### What you are asked to do
Reproduce all of the rows, replacing each occurrence of "instance" with "object" and leaving everything else unchanged.
-----
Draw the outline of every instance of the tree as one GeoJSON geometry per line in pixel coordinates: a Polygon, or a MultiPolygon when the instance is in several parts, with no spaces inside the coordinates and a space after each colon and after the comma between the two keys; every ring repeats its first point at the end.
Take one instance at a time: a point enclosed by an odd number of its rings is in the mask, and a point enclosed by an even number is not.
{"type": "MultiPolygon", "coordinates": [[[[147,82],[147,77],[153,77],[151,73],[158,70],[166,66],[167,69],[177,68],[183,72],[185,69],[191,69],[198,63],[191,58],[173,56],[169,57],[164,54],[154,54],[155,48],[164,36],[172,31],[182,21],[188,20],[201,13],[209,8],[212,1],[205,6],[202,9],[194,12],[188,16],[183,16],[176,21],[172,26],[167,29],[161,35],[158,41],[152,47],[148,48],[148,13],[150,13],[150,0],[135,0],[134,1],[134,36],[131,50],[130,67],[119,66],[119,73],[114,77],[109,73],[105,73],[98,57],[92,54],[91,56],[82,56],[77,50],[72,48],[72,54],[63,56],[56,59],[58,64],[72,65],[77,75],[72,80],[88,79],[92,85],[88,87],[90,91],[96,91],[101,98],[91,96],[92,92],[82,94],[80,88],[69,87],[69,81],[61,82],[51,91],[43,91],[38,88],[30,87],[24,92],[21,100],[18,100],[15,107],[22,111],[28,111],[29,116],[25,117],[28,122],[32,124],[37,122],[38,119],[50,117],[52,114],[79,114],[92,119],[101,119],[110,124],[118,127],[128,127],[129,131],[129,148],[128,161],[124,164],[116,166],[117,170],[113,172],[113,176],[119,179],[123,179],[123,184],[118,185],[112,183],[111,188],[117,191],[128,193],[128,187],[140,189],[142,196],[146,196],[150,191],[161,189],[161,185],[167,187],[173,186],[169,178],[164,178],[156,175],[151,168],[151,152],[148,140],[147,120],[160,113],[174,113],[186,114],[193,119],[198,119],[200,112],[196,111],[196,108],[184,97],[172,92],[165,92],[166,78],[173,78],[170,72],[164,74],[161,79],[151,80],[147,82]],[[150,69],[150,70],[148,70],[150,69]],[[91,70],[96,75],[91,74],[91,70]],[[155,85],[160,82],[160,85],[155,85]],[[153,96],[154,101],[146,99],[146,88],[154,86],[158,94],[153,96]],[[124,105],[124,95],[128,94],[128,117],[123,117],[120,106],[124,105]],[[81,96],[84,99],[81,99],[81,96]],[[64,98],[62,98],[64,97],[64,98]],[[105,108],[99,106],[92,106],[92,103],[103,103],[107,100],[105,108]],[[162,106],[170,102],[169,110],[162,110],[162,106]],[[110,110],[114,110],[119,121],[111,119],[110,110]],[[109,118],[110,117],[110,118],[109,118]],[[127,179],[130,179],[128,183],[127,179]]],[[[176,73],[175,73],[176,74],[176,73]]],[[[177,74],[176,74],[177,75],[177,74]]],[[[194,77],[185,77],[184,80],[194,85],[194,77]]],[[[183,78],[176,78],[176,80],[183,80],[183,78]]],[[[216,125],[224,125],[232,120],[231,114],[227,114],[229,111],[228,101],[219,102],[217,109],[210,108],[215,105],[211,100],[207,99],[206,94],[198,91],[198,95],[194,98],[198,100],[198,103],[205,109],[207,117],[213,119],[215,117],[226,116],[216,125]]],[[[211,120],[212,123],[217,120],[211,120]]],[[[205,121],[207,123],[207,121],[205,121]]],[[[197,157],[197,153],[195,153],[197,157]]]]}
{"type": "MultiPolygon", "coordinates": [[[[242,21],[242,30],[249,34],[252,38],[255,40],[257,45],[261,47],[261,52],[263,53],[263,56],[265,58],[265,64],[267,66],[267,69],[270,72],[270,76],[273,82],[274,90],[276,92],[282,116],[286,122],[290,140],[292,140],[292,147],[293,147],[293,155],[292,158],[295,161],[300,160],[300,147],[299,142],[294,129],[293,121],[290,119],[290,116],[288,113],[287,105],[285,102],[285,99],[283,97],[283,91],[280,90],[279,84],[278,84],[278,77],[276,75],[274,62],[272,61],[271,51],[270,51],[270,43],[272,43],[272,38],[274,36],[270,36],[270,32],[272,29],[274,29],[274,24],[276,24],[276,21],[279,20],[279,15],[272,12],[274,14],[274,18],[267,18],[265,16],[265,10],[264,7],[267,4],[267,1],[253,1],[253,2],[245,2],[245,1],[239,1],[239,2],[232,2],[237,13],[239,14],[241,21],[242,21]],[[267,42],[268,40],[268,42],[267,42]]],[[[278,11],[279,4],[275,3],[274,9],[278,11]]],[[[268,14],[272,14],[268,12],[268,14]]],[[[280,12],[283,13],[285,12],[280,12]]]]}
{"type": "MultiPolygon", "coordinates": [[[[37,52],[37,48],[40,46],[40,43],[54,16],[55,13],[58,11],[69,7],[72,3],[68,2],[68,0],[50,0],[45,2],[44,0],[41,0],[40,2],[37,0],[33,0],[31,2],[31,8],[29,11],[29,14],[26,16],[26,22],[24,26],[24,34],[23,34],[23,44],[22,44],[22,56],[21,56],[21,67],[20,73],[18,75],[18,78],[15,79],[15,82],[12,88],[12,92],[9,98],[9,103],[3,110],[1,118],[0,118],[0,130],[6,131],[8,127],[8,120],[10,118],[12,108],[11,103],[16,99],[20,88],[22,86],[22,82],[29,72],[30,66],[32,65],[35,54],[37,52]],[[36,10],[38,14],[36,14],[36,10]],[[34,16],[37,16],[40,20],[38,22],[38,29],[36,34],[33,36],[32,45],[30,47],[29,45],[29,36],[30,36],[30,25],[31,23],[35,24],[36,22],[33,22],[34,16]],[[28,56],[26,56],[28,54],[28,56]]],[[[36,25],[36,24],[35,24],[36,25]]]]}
-----
### Answer to the exercise
Draw the outline of every object of the tree as one GeoJSON geometry per line in pixel coordinates: a Polygon, or a MultiPolygon when the object is in several parts, with no spaces inside the coordinates and a space after each colon and after the comma between the two keys; every ring repeats its first point at the end.
Take one object at a time: a point enclosed by an odd number of its rings is in the mask, and a point enclosed by an even number is not.
{"type": "MultiPolygon", "coordinates": [[[[147,82],[147,77],[153,77],[151,73],[158,70],[166,66],[167,69],[177,68],[183,72],[185,69],[191,69],[198,63],[191,58],[173,56],[169,57],[164,54],[154,54],[155,48],[164,36],[172,31],[182,21],[188,20],[201,13],[209,8],[212,1],[205,6],[202,9],[194,12],[188,16],[183,16],[176,21],[172,26],[167,29],[161,35],[158,41],[152,47],[148,48],[148,13],[150,13],[150,0],[135,0],[134,1],[134,36],[131,50],[130,67],[119,66],[119,73],[114,77],[109,73],[105,73],[98,57],[92,54],[91,56],[82,56],[77,50],[72,48],[72,54],[63,56],[56,59],[58,64],[72,65],[77,75],[72,80],[88,79],[92,85],[88,87],[90,91],[96,91],[101,98],[91,96],[92,92],[82,94],[80,88],[69,87],[69,81],[61,82],[51,91],[43,91],[38,88],[30,87],[24,92],[21,100],[18,100],[15,107],[22,111],[28,111],[29,116],[25,117],[28,122],[32,124],[37,122],[38,119],[50,117],[52,114],[79,114],[92,119],[101,119],[110,124],[118,127],[128,127],[129,131],[129,148],[128,161],[124,164],[116,166],[117,170],[113,172],[113,176],[119,179],[123,179],[123,184],[118,185],[112,183],[111,188],[117,191],[128,193],[128,187],[140,189],[142,196],[146,196],[150,191],[161,189],[161,185],[167,187],[173,186],[169,178],[164,178],[156,175],[151,168],[151,152],[148,140],[147,120],[160,113],[174,113],[186,114],[193,119],[198,119],[200,112],[196,111],[196,108],[184,97],[172,92],[165,92],[166,78],[173,78],[170,72],[164,74],[161,79],[151,80],[147,82]],[[150,69],[150,70],[148,70],[150,69]],[[91,70],[96,75],[91,74],[91,70]],[[155,85],[160,82],[160,85],[155,85]],[[153,96],[154,101],[146,99],[146,88],[154,86],[158,94],[153,96]],[[124,105],[124,95],[128,94],[128,117],[123,117],[120,106],[124,105]],[[81,96],[84,99],[81,99],[81,96]],[[64,98],[62,98],[64,97],[64,98]],[[105,108],[99,106],[92,106],[92,103],[103,103],[107,100],[105,108]],[[162,106],[170,102],[169,110],[162,110],[162,106]],[[110,110],[114,110],[119,121],[111,119],[110,110]],[[109,118],[110,117],[110,118],[109,118]],[[127,179],[130,179],[128,183],[127,179]]],[[[176,73],[175,73],[176,74],[176,73]]],[[[177,74],[176,74],[177,75],[177,74]]],[[[194,77],[185,77],[184,80],[194,85],[194,77]]],[[[183,78],[176,78],[176,80],[183,80],[183,78]]],[[[216,125],[224,125],[232,120],[231,114],[227,114],[229,111],[228,101],[219,102],[217,109],[210,108],[215,105],[211,100],[207,99],[206,94],[198,91],[198,95],[194,98],[198,100],[198,103],[205,109],[207,117],[213,119],[215,117],[226,116],[216,125]]],[[[211,120],[212,123],[217,120],[211,120]]],[[[205,121],[207,123],[207,121],[205,121]]],[[[197,157],[197,153],[195,153],[197,157]]]]}
{"type": "MultiPolygon", "coordinates": [[[[242,21],[242,30],[249,34],[252,38],[255,40],[257,45],[261,47],[261,52],[263,53],[263,56],[265,58],[265,64],[267,66],[267,69],[270,72],[270,76],[273,82],[274,90],[276,92],[282,116],[286,122],[290,140],[292,140],[292,147],[293,147],[293,155],[292,158],[295,161],[300,160],[300,147],[299,142],[294,129],[293,121],[290,119],[290,116],[288,113],[287,105],[285,102],[285,99],[283,97],[283,91],[280,90],[279,84],[278,84],[278,77],[276,75],[274,62],[272,61],[271,51],[270,51],[270,43],[272,43],[272,38],[274,36],[270,36],[270,32],[272,29],[274,29],[274,24],[276,24],[276,21],[279,20],[279,15],[272,12],[274,14],[274,18],[267,18],[265,16],[265,10],[264,7],[267,4],[267,1],[253,1],[253,2],[245,2],[245,1],[239,1],[239,2],[232,2],[237,13],[239,14],[241,21],[242,21]],[[267,42],[268,40],[268,42],[267,42]]],[[[278,11],[279,4],[275,3],[274,9],[278,11]]],[[[268,14],[272,14],[268,12],[268,14]]],[[[280,12],[283,13],[285,12],[280,12]]]]}
{"type": "MultiPolygon", "coordinates": [[[[37,52],[37,48],[40,46],[40,43],[54,16],[55,13],[58,11],[69,7],[72,3],[68,2],[68,0],[50,0],[45,2],[44,0],[41,0],[40,2],[37,0],[33,0],[31,2],[31,8],[29,11],[29,14],[26,16],[26,22],[24,26],[24,34],[23,34],[23,44],[22,44],[22,56],[21,56],[21,67],[20,73],[18,75],[18,78],[15,79],[15,82],[12,88],[12,92],[9,98],[9,103],[3,110],[1,118],[0,118],[0,130],[6,131],[8,127],[8,120],[10,118],[12,108],[11,103],[16,99],[20,88],[22,86],[22,82],[29,72],[30,66],[32,65],[35,54],[37,52]],[[36,10],[38,14],[36,14],[36,10]],[[34,16],[37,16],[40,20],[38,22],[38,29],[36,34],[33,36],[32,45],[30,47],[29,45],[29,36],[30,36],[30,25],[31,23],[35,24],[36,22],[33,22],[34,16]],[[28,56],[26,56],[28,54],[28,56]]],[[[36,25],[36,24],[35,24],[36,25]]]]}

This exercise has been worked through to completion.